EXERCISE BRIEF
State only how many lines of the records contain the string "below".

INPUT
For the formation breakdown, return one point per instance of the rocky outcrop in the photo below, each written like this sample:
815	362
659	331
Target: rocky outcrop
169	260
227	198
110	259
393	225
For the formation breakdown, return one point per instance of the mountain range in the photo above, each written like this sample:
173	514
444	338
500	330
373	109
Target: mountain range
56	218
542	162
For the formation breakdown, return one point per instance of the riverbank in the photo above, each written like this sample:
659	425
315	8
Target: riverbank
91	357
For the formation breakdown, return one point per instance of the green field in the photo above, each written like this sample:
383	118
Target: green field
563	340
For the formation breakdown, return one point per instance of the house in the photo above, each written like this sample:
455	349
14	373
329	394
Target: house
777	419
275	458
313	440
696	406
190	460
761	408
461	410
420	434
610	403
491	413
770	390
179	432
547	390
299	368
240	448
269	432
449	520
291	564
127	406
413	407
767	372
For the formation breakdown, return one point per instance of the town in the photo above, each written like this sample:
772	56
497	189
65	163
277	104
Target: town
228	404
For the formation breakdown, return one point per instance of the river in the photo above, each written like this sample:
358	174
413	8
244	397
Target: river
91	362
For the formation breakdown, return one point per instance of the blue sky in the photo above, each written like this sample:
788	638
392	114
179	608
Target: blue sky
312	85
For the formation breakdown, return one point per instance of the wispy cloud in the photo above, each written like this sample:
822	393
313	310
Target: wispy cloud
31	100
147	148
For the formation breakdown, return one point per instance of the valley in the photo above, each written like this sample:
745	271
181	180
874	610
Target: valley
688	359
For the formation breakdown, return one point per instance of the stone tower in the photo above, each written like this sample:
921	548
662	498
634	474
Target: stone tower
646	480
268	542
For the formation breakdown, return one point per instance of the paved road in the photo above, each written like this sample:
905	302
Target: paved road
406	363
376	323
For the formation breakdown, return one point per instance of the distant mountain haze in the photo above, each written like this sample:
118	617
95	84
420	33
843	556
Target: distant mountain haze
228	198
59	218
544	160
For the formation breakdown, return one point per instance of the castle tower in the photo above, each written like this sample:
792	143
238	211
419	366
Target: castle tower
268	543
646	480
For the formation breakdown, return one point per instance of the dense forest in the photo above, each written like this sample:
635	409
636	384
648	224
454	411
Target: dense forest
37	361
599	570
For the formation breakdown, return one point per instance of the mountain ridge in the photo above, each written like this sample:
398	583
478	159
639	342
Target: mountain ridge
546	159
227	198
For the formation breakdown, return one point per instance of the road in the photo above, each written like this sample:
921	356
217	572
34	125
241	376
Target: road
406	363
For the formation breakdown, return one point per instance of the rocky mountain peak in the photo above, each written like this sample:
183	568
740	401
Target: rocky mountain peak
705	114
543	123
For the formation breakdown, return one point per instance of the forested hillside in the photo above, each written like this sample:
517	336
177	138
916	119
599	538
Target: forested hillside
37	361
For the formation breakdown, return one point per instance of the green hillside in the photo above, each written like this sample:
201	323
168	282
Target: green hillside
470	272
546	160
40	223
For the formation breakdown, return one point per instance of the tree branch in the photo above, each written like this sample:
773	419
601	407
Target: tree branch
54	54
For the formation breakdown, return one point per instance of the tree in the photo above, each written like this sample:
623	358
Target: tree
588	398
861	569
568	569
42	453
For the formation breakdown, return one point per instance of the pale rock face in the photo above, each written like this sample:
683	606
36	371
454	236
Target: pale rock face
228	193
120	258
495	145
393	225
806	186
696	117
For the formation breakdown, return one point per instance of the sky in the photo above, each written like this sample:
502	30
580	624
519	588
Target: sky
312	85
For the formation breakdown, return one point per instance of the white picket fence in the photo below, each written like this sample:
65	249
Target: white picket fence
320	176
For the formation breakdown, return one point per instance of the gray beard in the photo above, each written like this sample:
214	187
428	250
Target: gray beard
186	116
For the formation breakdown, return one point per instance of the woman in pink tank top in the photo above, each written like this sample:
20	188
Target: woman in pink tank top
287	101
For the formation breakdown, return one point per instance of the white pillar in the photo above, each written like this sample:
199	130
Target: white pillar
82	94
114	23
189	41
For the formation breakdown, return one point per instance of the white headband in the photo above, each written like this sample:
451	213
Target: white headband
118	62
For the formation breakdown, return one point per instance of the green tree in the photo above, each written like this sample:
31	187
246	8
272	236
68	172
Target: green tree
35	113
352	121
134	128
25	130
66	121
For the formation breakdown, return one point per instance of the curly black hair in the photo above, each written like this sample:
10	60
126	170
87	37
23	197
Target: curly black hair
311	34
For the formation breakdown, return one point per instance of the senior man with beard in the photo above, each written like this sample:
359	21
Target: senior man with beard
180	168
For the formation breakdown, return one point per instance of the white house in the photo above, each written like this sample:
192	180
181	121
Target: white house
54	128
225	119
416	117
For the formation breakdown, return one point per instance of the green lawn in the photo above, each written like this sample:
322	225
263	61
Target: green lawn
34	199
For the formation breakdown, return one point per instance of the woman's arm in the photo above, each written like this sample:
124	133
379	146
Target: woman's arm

EXPECTED ANSWER
2